Powtórz dokładnie wiersze od początku rekordów aż do wiersza zawierającego „column 271, row 217” włącznie.
═════ Dane do zadania ═════
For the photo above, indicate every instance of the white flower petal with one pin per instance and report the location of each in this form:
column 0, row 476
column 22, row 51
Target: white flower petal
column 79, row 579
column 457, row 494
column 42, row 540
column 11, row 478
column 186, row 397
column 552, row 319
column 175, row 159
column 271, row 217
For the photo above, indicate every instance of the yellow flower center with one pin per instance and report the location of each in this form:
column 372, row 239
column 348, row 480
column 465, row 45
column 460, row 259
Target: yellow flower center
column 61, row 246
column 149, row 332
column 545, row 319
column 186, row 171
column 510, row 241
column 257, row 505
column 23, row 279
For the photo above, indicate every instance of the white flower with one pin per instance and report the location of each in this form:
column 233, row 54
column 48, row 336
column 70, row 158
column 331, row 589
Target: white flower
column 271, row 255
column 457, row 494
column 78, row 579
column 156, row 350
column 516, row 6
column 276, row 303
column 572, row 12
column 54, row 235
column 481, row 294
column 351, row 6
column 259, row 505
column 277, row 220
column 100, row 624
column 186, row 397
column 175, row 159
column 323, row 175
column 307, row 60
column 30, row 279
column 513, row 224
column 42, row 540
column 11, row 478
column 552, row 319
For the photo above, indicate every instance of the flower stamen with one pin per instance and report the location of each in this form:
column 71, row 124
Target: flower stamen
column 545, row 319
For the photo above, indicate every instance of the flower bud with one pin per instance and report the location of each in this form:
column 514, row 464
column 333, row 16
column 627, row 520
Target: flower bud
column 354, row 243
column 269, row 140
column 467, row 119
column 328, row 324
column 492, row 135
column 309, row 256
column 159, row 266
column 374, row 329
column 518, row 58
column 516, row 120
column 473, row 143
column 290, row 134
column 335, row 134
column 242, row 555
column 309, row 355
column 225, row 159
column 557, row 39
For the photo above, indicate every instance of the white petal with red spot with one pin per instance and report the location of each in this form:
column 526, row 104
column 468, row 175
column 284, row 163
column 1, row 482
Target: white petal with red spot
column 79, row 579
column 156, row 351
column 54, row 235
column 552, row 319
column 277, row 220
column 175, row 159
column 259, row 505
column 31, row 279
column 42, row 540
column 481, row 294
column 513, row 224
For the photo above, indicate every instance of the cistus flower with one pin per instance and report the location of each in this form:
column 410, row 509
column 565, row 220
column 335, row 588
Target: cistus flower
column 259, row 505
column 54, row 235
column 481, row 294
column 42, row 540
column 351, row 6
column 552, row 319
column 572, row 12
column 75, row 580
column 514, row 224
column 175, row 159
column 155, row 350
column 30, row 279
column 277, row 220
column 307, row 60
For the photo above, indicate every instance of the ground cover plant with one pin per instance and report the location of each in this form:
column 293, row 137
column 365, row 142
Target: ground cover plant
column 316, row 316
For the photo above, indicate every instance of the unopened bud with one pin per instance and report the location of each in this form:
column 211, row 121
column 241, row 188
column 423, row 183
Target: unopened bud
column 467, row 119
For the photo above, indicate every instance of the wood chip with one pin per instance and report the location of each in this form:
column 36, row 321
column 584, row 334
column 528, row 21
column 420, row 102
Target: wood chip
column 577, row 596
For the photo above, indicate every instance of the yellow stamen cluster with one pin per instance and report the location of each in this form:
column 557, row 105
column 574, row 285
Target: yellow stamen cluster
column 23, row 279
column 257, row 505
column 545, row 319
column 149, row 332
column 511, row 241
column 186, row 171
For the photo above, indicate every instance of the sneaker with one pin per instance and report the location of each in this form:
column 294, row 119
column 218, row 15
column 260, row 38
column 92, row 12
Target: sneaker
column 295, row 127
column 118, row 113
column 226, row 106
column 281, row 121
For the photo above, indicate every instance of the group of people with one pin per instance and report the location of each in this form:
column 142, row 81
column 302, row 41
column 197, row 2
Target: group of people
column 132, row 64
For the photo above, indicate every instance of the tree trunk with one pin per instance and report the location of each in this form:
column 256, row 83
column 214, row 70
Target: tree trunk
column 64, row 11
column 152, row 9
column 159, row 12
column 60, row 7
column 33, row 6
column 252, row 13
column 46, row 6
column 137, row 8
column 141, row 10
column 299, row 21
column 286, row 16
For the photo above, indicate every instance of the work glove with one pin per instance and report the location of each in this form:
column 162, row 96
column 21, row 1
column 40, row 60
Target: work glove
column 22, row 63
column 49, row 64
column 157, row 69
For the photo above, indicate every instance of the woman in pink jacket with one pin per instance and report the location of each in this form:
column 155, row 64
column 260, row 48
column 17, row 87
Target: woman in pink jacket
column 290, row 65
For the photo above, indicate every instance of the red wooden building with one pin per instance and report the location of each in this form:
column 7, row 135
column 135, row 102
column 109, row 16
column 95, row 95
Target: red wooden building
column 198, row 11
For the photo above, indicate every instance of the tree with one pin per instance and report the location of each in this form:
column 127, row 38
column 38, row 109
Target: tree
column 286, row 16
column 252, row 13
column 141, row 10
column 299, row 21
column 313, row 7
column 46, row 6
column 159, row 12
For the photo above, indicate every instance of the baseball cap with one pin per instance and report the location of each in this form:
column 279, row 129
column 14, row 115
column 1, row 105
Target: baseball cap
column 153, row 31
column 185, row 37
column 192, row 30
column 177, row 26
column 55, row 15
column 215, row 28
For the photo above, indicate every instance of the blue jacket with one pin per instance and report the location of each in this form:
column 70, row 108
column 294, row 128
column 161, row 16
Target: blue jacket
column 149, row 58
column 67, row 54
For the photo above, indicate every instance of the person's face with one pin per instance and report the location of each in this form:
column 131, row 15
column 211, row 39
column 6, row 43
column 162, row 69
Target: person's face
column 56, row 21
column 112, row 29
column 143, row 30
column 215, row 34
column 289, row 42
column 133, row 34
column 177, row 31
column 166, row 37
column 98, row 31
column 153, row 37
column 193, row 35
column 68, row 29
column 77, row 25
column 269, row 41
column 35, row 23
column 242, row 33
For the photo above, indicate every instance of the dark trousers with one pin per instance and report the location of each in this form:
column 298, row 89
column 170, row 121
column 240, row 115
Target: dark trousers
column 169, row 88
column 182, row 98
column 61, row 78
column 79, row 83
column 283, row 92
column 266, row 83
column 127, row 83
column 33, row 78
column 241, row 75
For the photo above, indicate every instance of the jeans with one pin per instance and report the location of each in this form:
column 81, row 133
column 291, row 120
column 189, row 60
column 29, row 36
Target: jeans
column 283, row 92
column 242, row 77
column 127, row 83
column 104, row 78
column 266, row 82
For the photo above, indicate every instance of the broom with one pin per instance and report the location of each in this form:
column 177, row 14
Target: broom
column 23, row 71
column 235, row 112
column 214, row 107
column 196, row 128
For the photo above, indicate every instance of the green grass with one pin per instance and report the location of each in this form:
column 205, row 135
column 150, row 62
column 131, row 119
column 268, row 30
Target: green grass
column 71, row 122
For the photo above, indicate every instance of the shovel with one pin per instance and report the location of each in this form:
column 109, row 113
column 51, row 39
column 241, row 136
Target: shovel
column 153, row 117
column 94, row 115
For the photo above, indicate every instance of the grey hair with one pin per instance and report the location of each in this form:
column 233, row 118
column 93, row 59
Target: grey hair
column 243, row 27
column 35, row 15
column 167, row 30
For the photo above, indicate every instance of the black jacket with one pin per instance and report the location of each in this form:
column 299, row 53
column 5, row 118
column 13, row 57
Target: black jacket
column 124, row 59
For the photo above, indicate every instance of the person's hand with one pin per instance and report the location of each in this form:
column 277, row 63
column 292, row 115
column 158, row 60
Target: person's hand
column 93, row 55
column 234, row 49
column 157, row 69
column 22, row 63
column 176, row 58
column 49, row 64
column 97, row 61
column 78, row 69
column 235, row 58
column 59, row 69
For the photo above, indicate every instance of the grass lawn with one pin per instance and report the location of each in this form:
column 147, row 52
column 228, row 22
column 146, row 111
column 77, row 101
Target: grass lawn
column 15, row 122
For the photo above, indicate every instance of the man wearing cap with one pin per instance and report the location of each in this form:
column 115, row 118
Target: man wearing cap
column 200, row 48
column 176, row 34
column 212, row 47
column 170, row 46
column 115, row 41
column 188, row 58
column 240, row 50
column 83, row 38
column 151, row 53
═════
Gotowe zadanie |
For the photo above, indicate every instance of the white flower petal with one pin per instance and report the location of each in this form:
column 0, row 476
column 22, row 51
Target: white flower petal
column 79, row 579
column 457, row 494
column 42, row 540
column 11, row 478
column 186, row 397
column 552, row 319
column 175, row 159
column 271, row 217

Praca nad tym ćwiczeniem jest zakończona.